* Your assignment
Your job is to write out each record precisely as it stands.

* Excerpted records
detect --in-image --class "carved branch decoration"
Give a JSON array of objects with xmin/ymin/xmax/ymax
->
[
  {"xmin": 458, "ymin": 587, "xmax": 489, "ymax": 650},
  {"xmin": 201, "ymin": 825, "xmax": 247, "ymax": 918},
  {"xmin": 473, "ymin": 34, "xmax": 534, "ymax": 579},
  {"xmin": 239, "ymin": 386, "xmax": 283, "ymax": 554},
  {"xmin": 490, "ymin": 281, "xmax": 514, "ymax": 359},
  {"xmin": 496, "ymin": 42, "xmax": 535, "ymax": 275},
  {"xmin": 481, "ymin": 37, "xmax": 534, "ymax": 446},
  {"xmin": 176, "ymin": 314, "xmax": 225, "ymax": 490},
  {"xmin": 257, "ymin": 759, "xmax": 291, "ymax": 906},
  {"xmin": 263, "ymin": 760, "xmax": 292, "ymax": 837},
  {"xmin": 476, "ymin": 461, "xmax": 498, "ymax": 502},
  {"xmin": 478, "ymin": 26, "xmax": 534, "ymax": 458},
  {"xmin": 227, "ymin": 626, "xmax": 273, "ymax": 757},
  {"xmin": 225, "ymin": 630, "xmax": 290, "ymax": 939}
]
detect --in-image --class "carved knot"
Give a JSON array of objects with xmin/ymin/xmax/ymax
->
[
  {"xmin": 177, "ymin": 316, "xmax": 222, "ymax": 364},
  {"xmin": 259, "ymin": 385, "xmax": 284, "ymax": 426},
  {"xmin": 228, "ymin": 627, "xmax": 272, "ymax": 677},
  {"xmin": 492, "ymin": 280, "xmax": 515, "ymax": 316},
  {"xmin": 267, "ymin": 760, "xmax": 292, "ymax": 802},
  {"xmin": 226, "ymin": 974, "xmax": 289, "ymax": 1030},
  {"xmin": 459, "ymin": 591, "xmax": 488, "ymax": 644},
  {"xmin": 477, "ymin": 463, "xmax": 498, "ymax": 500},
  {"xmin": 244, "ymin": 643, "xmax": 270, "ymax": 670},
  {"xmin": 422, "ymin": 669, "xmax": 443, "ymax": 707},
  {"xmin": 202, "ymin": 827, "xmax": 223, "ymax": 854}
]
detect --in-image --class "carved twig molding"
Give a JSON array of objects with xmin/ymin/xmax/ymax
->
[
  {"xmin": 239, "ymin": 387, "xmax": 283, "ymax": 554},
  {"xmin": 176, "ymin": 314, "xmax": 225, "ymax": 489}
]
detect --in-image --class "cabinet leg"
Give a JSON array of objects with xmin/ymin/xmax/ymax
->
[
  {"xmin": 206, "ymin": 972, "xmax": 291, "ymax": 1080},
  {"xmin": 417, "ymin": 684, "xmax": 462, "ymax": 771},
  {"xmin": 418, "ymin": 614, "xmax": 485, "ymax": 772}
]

* Your response
detect --in-image --class "carved branch decoration"
Give a JSON array of objects with xmin/ymin/xmax/ymax
->
[
  {"xmin": 458, "ymin": 587, "xmax": 489, "ymax": 650},
  {"xmin": 201, "ymin": 825, "xmax": 247, "ymax": 918},
  {"xmin": 473, "ymin": 34, "xmax": 534, "ymax": 579},
  {"xmin": 239, "ymin": 386, "xmax": 283, "ymax": 554},
  {"xmin": 490, "ymin": 281, "xmax": 514, "ymax": 359},
  {"xmin": 496, "ymin": 42, "xmax": 535, "ymax": 275},
  {"xmin": 481, "ymin": 37, "xmax": 534, "ymax": 446},
  {"xmin": 176, "ymin": 314, "xmax": 225, "ymax": 490},
  {"xmin": 257, "ymin": 759, "xmax": 291, "ymax": 906},
  {"xmin": 263, "ymin": 760, "xmax": 292, "ymax": 837},
  {"xmin": 476, "ymin": 461, "xmax": 498, "ymax": 502},
  {"xmin": 478, "ymin": 26, "xmax": 534, "ymax": 458},
  {"xmin": 227, "ymin": 626, "xmax": 273, "ymax": 757},
  {"xmin": 225, "ymin": 630, "xmax": 290, "ymax": 939}
]
detect --in-image --class "carved knot"
Give a JSON array of objects with xmin/ymin/xmax/ymax
->
[
  {"xmin": 177, "ymin": 316, "xmax": 222, "ymax": 364},
  {"xmin": 259, "ymin": 385, "xmax": 284, "ymax": 426},
  {"xmin": 228, "ymin": 627, "xmax": 272, "ymax": 677},
  {"xmin": 492, "ymin": 280, "xmax": 515, "ymax": 316},
  {"xmin": 267, "ymin": 760, "xmax": 292, "ymax": 802},
  {"xmin": 226, "ymin": 974, "xmax": 289, "ymax": 1030},
  {"xmin": 459, "ymin": 591, "xmax": 488, "ymax": 644},
  {"xmin": 477, "ymin": 463, "xmax": 498, "ymax": 500},
  {"xmin": 244, "ymin": 643, "xmax": 270, "ymax": 670},
  {"xmin": 422, "ymin": 669, "xmax": 443, "ymax": 707},
  {"xmin": 202, "ymin": 827, "xmax": 223, "ymax": 854}
]
detect --in-image --class "carved twig molding"
Give a JSON array of objects with xmin/ymin/xmax/ymax
->
[
  {"xmin": 239, "ymin": 387, "xmax": 283, "ymax": 554},
  {"xmin": 176, "ymin": 314, "xmax": 225, "ymax": 489}
]
detect --in-image --class "cabinet leg"
Give a JSON array of objects with xmin/ymin/xmax/ymax
->
[
  {"xmin": 206, "ymin": 972, "xmax": 291, "ymax": 1080},
  {"xmin": 417, "ymin": 684, "xmax": 462, "ymax": 771},
  {"xmin": 418, "ymin": 614, "xmax": 485, "ymax": 772}
]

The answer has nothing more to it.